◆ What to produce ◆
The lines from the one containing "the short black" through the end of the entries are what to output; reproduce them exactly and add nothing.

┄┄┄┄┄┄┄┄┄┄┄┄┄┄┄┄┄┄┄┄

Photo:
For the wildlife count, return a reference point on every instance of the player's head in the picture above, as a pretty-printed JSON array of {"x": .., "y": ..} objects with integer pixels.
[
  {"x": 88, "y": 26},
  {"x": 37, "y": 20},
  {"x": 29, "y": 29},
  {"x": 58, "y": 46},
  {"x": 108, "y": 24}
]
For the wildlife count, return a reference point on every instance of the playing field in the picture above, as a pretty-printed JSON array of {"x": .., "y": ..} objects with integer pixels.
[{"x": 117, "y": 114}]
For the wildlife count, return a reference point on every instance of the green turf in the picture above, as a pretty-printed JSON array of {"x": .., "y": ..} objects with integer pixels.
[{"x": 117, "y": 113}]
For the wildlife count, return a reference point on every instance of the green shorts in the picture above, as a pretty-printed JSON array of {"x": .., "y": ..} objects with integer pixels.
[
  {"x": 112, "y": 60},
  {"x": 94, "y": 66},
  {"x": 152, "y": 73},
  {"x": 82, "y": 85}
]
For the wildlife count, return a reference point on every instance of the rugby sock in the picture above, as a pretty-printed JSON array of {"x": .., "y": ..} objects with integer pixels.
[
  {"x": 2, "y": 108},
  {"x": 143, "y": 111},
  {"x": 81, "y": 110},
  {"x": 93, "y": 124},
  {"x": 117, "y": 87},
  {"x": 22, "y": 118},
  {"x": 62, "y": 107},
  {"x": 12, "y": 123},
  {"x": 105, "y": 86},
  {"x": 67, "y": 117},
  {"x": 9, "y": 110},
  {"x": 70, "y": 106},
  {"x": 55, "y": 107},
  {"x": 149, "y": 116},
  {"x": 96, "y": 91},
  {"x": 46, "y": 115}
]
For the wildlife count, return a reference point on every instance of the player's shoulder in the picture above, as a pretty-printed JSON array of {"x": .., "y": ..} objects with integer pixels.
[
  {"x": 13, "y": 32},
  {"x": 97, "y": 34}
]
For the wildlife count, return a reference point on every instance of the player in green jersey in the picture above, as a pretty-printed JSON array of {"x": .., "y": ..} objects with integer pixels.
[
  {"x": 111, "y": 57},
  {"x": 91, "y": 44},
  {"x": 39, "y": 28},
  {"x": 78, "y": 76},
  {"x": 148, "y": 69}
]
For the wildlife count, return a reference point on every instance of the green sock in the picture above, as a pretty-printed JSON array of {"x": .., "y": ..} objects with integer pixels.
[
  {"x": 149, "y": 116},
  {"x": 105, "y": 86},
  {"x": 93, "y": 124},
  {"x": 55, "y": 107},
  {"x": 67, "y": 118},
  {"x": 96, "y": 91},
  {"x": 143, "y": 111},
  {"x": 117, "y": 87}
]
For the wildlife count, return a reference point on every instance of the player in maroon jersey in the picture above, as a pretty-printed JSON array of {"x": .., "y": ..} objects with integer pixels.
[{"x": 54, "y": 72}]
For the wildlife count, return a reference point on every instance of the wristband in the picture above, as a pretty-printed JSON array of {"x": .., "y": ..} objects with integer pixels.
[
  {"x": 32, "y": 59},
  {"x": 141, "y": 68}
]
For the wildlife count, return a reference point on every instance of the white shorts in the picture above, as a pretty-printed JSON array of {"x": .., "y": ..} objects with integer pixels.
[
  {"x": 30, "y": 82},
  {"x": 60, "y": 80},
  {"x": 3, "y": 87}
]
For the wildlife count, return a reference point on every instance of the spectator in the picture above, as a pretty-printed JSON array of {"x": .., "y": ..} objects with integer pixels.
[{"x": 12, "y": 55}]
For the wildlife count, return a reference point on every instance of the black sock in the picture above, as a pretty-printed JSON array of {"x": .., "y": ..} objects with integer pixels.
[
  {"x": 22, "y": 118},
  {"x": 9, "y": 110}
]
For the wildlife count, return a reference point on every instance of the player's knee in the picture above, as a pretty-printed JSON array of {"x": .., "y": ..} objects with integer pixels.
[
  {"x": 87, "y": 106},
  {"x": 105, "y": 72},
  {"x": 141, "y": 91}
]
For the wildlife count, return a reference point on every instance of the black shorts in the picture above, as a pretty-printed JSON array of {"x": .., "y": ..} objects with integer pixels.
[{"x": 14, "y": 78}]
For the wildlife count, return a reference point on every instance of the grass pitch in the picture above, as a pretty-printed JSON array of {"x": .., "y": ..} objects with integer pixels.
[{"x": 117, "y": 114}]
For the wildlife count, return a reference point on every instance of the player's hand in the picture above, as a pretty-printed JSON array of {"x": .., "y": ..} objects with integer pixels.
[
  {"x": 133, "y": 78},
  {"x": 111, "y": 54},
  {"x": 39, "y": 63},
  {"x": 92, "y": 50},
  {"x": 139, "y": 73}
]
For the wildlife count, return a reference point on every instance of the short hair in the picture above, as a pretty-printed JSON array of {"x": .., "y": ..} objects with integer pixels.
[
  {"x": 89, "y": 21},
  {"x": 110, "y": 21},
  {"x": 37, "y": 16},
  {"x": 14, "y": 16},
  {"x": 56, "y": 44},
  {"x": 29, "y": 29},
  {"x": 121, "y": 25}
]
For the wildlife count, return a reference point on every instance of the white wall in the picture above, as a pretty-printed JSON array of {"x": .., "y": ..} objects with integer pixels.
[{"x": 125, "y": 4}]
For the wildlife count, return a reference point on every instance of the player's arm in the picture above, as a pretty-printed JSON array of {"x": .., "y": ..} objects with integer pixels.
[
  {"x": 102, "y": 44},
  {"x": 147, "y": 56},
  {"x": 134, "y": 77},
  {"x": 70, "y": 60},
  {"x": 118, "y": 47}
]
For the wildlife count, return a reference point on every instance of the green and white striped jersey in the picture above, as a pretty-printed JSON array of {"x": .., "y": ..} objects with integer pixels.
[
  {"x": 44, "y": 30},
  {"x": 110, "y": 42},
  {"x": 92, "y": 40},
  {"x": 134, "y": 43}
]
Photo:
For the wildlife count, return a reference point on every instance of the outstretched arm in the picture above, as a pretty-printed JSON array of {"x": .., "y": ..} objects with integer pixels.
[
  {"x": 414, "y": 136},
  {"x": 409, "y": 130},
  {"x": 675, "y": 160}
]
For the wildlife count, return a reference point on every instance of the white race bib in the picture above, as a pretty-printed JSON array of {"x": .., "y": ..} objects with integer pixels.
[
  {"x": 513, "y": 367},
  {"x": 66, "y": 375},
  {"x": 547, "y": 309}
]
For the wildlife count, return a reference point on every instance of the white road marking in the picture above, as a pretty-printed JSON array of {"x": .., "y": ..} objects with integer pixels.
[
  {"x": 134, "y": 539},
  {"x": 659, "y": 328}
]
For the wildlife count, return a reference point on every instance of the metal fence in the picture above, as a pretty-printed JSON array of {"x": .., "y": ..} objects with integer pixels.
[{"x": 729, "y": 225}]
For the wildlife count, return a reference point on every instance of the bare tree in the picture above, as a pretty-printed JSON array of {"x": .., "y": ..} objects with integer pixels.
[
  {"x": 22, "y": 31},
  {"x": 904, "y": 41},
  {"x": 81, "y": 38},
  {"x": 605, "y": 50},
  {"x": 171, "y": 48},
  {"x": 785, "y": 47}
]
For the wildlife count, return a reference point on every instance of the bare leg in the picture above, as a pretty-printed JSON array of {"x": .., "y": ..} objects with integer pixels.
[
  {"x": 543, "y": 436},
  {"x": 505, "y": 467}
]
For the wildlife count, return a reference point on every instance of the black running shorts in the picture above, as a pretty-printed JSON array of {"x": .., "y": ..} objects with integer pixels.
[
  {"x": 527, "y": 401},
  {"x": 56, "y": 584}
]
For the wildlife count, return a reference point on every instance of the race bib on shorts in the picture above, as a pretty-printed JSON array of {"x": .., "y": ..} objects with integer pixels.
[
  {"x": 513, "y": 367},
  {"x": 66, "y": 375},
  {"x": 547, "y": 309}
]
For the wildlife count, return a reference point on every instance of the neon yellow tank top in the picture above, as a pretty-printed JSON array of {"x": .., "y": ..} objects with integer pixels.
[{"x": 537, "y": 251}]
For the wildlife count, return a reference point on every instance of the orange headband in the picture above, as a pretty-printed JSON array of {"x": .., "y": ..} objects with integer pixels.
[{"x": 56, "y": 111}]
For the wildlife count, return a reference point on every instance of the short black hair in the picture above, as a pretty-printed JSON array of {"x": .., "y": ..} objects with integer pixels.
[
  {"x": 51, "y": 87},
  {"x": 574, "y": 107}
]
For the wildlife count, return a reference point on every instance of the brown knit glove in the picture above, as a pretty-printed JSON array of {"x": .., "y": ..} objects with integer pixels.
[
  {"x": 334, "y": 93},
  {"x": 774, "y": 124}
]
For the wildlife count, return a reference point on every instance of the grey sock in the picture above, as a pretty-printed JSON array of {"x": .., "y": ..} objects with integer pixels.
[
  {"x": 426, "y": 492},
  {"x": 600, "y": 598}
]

┄┄┄┄┄┄┄┄┄┄┄┄┄┄┄┄┄┄┄┄

◆ Task answer ◆
For the wildlife count, return a reference point on every instance of the short black hair in the picture above, as a pretty-printed JSON array of {"x": .., "y": ..} objects with integer pixels.
[
  {"x": 51, "y": 87},
  {"x": 574, "y": 107}
]
For the wildlife count, return a reference point on every instance of the brown knit glove in the picture above, as a pretty-printed JSON array of {"x": .., "y": ..} objects with integer pixels.
[
  {"x": 334, "y": 93},
  {"x": 774, "y": 124}
]
For the wildlife count, return a reference point on every instance of the grey sock in the picture above, as a pretty-printed JSON array of {"x": .., "y": ..} objects with integer pixels.
[
  {"x": 426, "y": 492},
  {"x": 600, "y": 598}
]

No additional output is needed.